Text section
——
Published in KPBS On Air Magazine October 2001

Okay, quick. Name the Seven Deadly Sins. If you can’t, well, help is on the way. All seven make an anthropomorphic appearance at Lamb’s Players Theatre, to tempt Dr. Faustus..

In the 16th century masterwork by Christopher Marlowe, Dr Faustus is a scholar and sorcerer of sorts, who seeks unlimited power through expansive knowledge. To help him make what’s come to be called his ‘Faustian bargain,’ the Devil sends in the Seven Deadly Sins (Greed, Envy, Pride, Lust, Gluttony, Anger, Sloth — did you get ’em all??). Faust’s boundless longings serve as a cautionary tale for anyone who really thinks he can ‘have it all.’

Lamb’s Players artistic director Robert Smyth adores Marlowe’s morality tale, which he adapted and directed two decades ago Now he’s anxious to learn from it anew, directing his latest adaptation.

” It’s a visceral, gutsy play,” he says, “Enormously intriguing and influential.”

Dr. Faustus, who may or may not have been a real German scientist/alchemist, sells his soul to Mephistopheles for money, power and fame. In so doing, he influenced countless creations to come — from Goethe’s “Faust” to the opera by Gounod, from “Dracula” to Damn Yankees and “The Little Mermaid,” from “The Devil and Tom Walker” (Washington Irving, 1800) to “The Devil and Daniel Webster” (Stephen Vincent Benet, 1936) to the 1972 X-rated film “The Devil in Miss Jones.”

Selling out, says Smyth, is an eternally relevant issue. “You can always say, ‘We’re a corrupt, materialistic society.’ But go back to any time in history, and people were claiming the same thing.”

The play lasts, he asserts, because “it deals with the Large Questions: What is power? Where does it really reside? How much can we bargain for before we sell our self? What is the core of the self? And what happens once you’ve given it away?

” I love Faustus,” says the shy, soft-spoken Smyth. “We can identify with him. We long for and yell at him. And Mephistopheles is not a villain. If he’s played like a scheming devil, you miss all the irony. He’s very smooth, very relaxed. What’s important in the play is what you see is not necessarily what’s true.”

And what seems to be a deep, dark message-laden piece of theater certainly isn’t only that. Marlowe’s classic is laced with comedy, sometimes of a rather low variety.

“In Elizabethan work,” Smyth explains, “the comic character pokes fun at the main character. The sense of slapstick is juxtaposed with the deeper, philosophical issues. The play has comedy, tragedy, history, fantasy — something for everyone!”

It’s a perfect ensemble piece, and Smyth is making excellent use of his well-oiled collaborative performance and design team. The eight actors portray dozens of characters, and the director’s wife, Deborah Gilmour Smyth, composed the ambitious score, an eclectic mix of electric guitar and Gregorian chant.

This is a celebrational event all around; it closes the Lambs’ 30th year and marks the company’s 200th production. The group started as a street ensemble, an offshoot of a drama class at Bethel College in St. Paul, MN. Realizing that the street theater season was pitifully brief in the Midwest, they moved to San Diego in 1972 and began touring to colleges, parks and prisons nationwide.
——
Given exercise 1
Transcribe the rows from their start down to the line containing "scope: an instance", both ends included, leaving out the picture.
The rows after this point are unrelated to the article.

[Stored data entries]
——
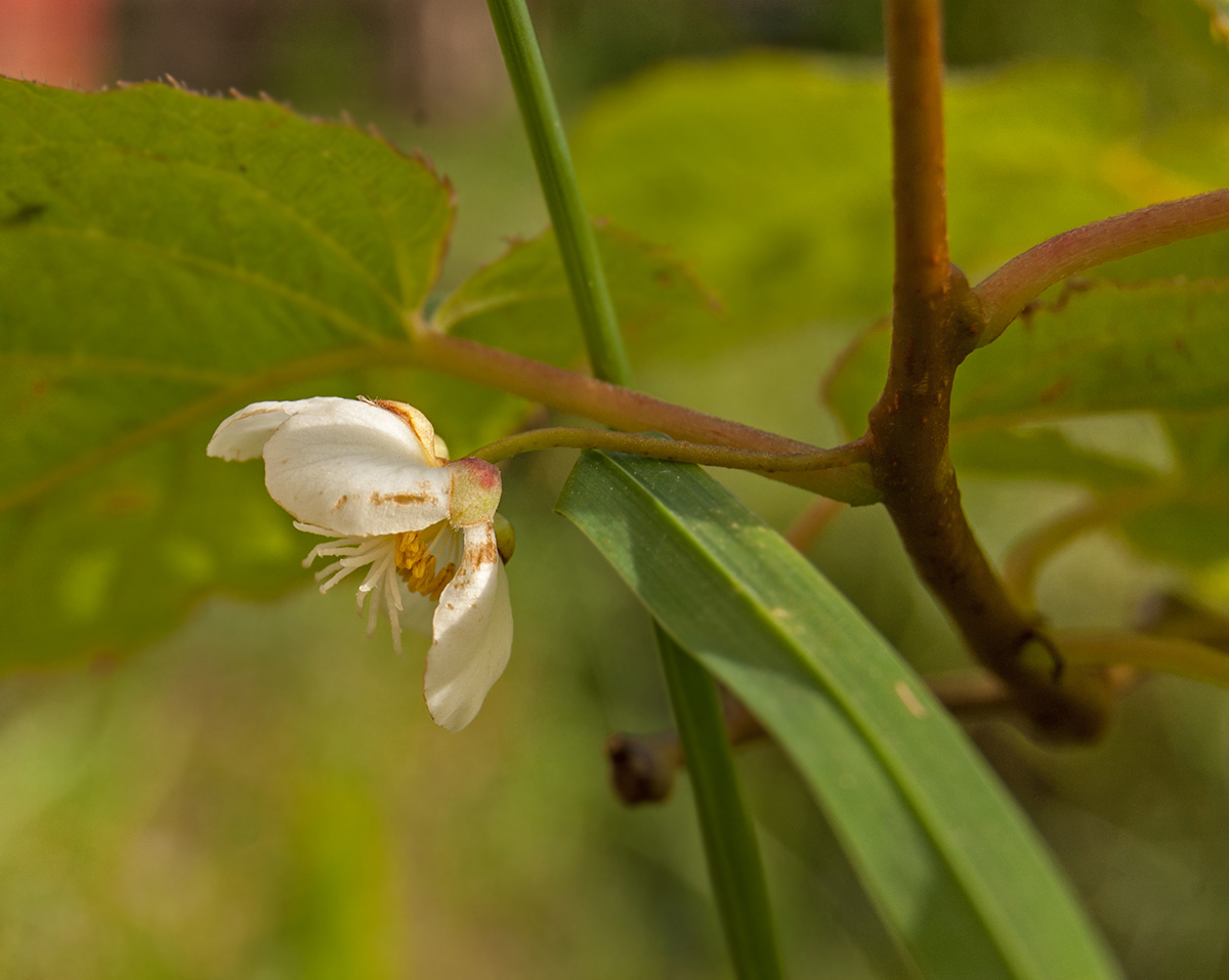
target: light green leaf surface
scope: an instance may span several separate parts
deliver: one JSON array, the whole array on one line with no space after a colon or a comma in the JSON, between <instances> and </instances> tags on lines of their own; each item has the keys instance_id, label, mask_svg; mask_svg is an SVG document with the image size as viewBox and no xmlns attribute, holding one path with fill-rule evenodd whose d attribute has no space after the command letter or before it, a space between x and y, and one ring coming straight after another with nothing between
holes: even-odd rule
<instances>
[{"instance_id":1,"label":"light green leaf surface","mask_svg":"<svg viewBox=\"0 0 1229 980\"><path fill-rule=\"evenodd\" d=\"M662 248L608 226L597 247L633 360L687 357L720 329L720 309ZM580 325L554 235L516 242L449 296L431 321L442 330L541 361L584 357Z\"/></svg>"},{"instance_id":2,"label":"light green leaf surface","mask_svg":"<svg viewBox=\"0 0 1229 980\"><path fill-rule=\"evenodd\" d=\"M793 759L922 975L1116 975L957 726L775 532L693 467L603 453L558 507Z\"/></svg>"},{"instance_id":3,"label":"light green leaf surface","mask_svg":"<svg viewBox=\"0 0 1229 980\"><path fill-rule=\"evenodd\" d=\"M0 80L0 667L109 656L209 592L310 581L311 540L259 464L204 457L248 402L398 398L454 452L519 424L524 402L410 367L406 321L452 212L422 158L349 125L162 85ZM707 316L676 264L607 238L616 298L645 332L682 318L683 292ZM531 318L535 336L573 343L554 297L532 291L557 276L551 248L514 249L463 285L472 297L537 255L517 303L447 303L455 328L528 349Z\"/></svg>"},{"instance_id":4,"label":"light green leaf surface","mask_svg":"<svg viewBox=\"0 0 1229 980\"><path fill-rule=\"evenodd\" d=\"M1073 415L1229 406L1227 323L1229 280L1068 285L960 366L952 437ZM887 330L868 332L828 382L828 404L850 432L865 429L882 387L887 343Z\"/></svg>"},{"instance_id":5,"label":"light green leaf surface","mask_svg":"<svg viewBox=\"0 0 1229 980\"><path fill-rule=\"evenodd\" d=\"M954 262L976 281L1051 235L1215 185L1141 151L1139 103L1086 65L950 72ZM758 53L610 90L573 146L594 214L694 260L734 344L889 311L889 118L879 63Z\"/></svg>"}]
</instances>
——
Given exercise 2
According to the article about the Dr. Faustus production, in what year did the Lamb's Players move to San Diego?

Correct result 1
target: light green leaf surface
scope: an instance may span several separate parts

Correct result 2
1972